Entries from a dataset:

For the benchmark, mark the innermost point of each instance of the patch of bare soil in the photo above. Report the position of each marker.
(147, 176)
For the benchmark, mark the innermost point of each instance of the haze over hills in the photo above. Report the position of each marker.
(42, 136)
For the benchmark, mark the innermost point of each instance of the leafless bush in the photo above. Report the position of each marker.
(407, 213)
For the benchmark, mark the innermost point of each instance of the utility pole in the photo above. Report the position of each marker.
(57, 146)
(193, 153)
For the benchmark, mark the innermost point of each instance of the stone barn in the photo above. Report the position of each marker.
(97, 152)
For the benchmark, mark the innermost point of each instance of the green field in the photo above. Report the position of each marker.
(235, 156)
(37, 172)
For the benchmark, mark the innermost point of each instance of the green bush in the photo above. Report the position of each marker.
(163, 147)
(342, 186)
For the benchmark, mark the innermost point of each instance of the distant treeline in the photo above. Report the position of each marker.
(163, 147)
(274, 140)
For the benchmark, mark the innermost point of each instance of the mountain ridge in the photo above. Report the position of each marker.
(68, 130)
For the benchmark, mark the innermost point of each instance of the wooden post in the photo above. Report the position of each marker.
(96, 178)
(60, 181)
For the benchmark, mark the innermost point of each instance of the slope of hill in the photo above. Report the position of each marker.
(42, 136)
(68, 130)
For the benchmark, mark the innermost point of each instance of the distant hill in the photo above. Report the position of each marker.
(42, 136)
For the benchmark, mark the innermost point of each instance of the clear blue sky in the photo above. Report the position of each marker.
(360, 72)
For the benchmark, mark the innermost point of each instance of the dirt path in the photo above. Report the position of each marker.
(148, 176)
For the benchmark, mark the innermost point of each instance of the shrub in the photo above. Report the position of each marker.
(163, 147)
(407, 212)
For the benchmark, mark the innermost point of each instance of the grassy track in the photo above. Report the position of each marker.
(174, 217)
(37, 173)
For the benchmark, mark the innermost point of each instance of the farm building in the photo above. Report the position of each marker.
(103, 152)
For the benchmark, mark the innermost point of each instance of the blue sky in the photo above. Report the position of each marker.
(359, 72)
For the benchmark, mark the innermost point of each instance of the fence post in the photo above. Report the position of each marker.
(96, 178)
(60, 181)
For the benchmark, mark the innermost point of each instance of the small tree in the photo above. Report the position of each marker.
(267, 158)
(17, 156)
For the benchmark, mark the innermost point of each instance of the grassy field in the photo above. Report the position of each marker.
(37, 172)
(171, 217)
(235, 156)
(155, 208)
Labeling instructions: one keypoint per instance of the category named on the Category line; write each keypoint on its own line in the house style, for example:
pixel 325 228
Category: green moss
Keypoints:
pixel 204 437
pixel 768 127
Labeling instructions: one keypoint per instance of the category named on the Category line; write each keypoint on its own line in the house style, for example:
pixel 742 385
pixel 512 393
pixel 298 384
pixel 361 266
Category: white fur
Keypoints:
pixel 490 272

**Direction:** Everything from the line containing "the grassy track" to the end of the data above should be quoted exactly, please, both ends included, and nothing outside that span.

**Solution to this task:**
For the benchmark, mark the innermost point of each instance of the grassy track in the photo above. Report the position of each marker.
(174, 217)
(37, 173)
For the benchmark, mark the innermost point of each instance of the farm building in the photo above. Report the position of each marker.
(103, 152)
For the benchmark, mark the innermost point of each instance of the blue sky in the photo above. Report the position of each marker.
(359, 72)
For the benchmark, mark the innermost point of each instance of the fence post in the photo above. Report the position of each marker.
(96, 178)
(60, 181)
For the benchmark, mark the innermost point of each instance of the small tree in the photo above. Report the position of each marker.
(267, 158)
(17, 156)
For the benchmark, mark the innermost point of each instance of the grassy field in the photo above. Report the position of each marker.
(37, 172)
(171, 217)
(235, 156)
(155, 208)
Labeling instructions: one keypoint per instance of the category named on the Category line; write each keypoint on its own line in the house style, for example:
pixel 325 228
Category: green moss
Keypoints:
pixel 204 437
pixel 768 127
Labeling instructions: one keypoint per instance of the category named on the Category line; write each keypoint on its own line in the house style, for example:
pixel 742 385
pixel 512 393
pixel 298 384
pixel 361 266
Category: white fur
Keypoints:
pixel 490 272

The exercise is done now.